### [Extrait fourni]
--------------------------------

Un parcours rapide de l’histoire du pays permet de comprendre que des différences linguistiques s’observent entre le nord et le sud du pays, non seulement dans la prononciation mais même dans le vocabulaire.
Le parler du nord, le plus sinisé (1000 ans de domination chinoise, rappelons le), s'est imposé peu à peu aux régions du centre (Annam) puis du sud (Cochinchine), au fur et à mesure que le petit empire vietnamien se constituait.

Le vietnamien appartient à la famille austrasiatique (comme le khmer parlé majoritairement au Cambodge, le mon parlé par une minorité en Thaïlande, le santa parlé dans le nord-est de l'Inde, au Bangladesh et au Népal,...).

C'est une langue à six tons (4 en Chinois, 5 en Thaï), chaque syllabe ayant alors un sens différent. Ainsi "ma" peut signifier "plant de riz", "maman", "cheval", "tombeau"… De même, il y aurait plus de 100 mots pour évoquer le fait de "manger" (comme en Chine, pays qui ont vécu des siècles de famine).

Traditionnellement le vietnamien était transcrit à l’aide des idéogrammes chinois dont la maîtrise était réservée à une minorité de lettrés jusqu’au XVIIIe s. Logique, puisque la langue a beaucoup emprunté au chinois. Entre le XIe et le XIIIe s., des lettrés vietnamiens avaient tenté de forger leur propre écriture après l'éviction de la Chine, une écriture complexe mi-idéographique mi-phonétique, le chu nôm qui n'eut pas de succès.

Au XVIIe s., le missionnaire jésuite français Alexandre de Rhodes mit au point une transcription appelée quoc ngu utilisant l’alphabet latin complété de diverses surcharges (accents superposés, point sous la lettre) appelées signes diacritiques qui permettent de rendre les différentes tonalités et donc les sens différents.
Attention, ces signes ne peuvent être reproduits dans les mots vietnamiens cités dans les pages de ce site.
De plus il y a de nombreux pièges (par exemple, le "x" se prononce [s], le "ch" se prononce [t] ainsi le "bonjour",  xin chao devient [sin tao]).

--------------------------------

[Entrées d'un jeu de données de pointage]
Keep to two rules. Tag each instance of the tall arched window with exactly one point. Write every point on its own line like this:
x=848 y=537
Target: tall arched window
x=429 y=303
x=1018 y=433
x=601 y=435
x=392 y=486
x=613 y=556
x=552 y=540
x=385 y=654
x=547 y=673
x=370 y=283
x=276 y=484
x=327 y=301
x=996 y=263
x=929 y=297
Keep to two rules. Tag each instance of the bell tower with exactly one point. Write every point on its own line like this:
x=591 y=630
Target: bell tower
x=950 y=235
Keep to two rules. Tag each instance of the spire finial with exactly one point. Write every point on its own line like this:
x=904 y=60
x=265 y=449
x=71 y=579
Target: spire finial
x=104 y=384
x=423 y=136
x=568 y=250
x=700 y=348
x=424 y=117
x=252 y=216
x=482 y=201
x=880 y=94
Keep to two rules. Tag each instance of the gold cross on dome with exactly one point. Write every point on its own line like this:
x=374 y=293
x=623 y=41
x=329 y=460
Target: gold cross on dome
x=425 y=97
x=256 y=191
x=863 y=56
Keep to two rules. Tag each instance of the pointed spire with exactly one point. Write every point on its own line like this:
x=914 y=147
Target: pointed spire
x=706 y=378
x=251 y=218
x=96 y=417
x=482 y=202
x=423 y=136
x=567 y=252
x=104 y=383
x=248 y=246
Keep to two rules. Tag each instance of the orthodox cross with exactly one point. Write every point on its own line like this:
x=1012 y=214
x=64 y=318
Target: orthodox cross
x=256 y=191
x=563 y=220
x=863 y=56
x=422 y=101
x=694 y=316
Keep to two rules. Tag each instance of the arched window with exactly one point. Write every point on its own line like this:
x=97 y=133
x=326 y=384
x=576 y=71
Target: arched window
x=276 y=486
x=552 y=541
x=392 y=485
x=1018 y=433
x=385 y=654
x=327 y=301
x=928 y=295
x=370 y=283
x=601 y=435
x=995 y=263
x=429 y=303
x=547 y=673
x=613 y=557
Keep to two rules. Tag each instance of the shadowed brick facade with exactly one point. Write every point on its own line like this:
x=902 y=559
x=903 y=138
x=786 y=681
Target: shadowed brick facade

--------------------------------

### [Exercice proposé A]
D'après l'extrait sur la langue vietnamienne, pourquoi le quoc ngu complète-t-il l'alphabet latin par des signes diacritiques ? Répondez en une à trois phrases.
### [Exercice proposé B]
Poursuivez l'extrait sur la langue vietnamienne à partir de sa dernière phrase.
Les enregistrements forment un matériau à part.

### [Corrigé A]
Le quoc ngu ajoute à l'alphabet latin des signes diacritiques, comme des accents superposés ou un point sous la lettre, parce qu'ils permettent de rendre les différentes tonalités. Le vietnamien étant une langue à six tons où chaque ton donne à la syllabe un sens différent, noter ces tons permet de distinguer les sens.

### [Corrigé B]
Cette écriture utilisée par l'administration coloniale fut rendue obligatoire dans l'enseignement secondaire en 1906 puis elle devint l'écriture nationale en 1919 (les concours de mandarins étant supprimés). Paradoxalement, Ho Chi Minh, grand héros révolutionnaire et nationaliste, la reprit lors de son accession au pouvoir afin de faciliter l'accès du plus grand nombre à la culture. On reconnaît là son pragmatisme (Mao a un peu procédé de même en Chine, en faisant le choix de l'écriture abrégée qui avait été créée ...au IIIe s !).


Les structures grammaticales sont très simples de la forme "sujet+verbe+complément" du genre
"moi+vouloir+manger+un+repas+Vietnam".

Les phrase interrogatives sont de même forme mais terminées par des formules du genre "oui ou non ?" ou par les mots-outils tels que "qui ?" ou "quoi ?".
Les mots sont invariables : pas de marque du genre, pas de pluriel et pas de conjugaison ni de temps pour les verbes. Les distinctions sont exprimées par l’ajout de termes accessoires placés avant ou après l’élément principal (nombre ou marqueurs du pluriel, emploi d’adverbes de temps : "hier, demain, maintenant" en complément des verbes)…

Une des grandes difficultés, outre la maîtrise des tons, touche à l’emploi des pronoms personnels.

Dans la forme neutre, on a quelques chose du genre

  • JE             = "je, me moi"

  • TU             = "monsieur, madame, mademoiselle, collègue" (avec formes masculine et féminine)

  • IL, elle      ="ce monsieur là" (lui), "cette dame là"… et une forme particulière appliquée à une chose ou à un animal

  • NOUS      = "nous", avec deux formes selon que les interlocuteurs sont ou non inclus dans le groupe ainsi désigné

  • VOUS     = "messiers", "mesdames"…

  • ILS, elles = "ces messieurs là" (eux), "ces dames là"… et une forme particulière appliquée aux choses ou aux animaux

    La forme familière, équivalent au tutoiement qui est la forme normale entre membre d’une famille ou entre amis.
    Les personnes sont alors désignées par des termes en fonction de leur position et de leur âge par rapport aux interlocuteurs : enfant, papa, maman, grand-père, oncle, neveu, grand oncle, grand frère, petite soeur

    Exemples:
    "je mange avec toi" (moi, l'aîné, je mange avec toi, le frère cadet)
    => grand frère + manger + avec + petit frère
    "je mange avec toi" (moi, la mère, je mange avec toi, l'enfant)
    => maman + manger + avec + enfant
    "je mange avec toi" (moi, le père , je mange avec toi, la mère)
    => papa + manger + avec + maman

    En dehors de la parenté, ces formes sont également utilisées dans les échanges amicaux (sauf les termes enfant, papa ou maman):
    "je mange avec toi" (moi, ton ami plus âgé, je mange avec toi, mon amie plus jeune)
    => grand frère + manger + avec + petite soeur

    Outre le conditionnement confucéen, l'emploi juste de la langue vietnamienne explique pourquoi les Vietnamiens attachent tant d'importance au fait de situer leur interlocuteur en terme d'âge et de position sociale.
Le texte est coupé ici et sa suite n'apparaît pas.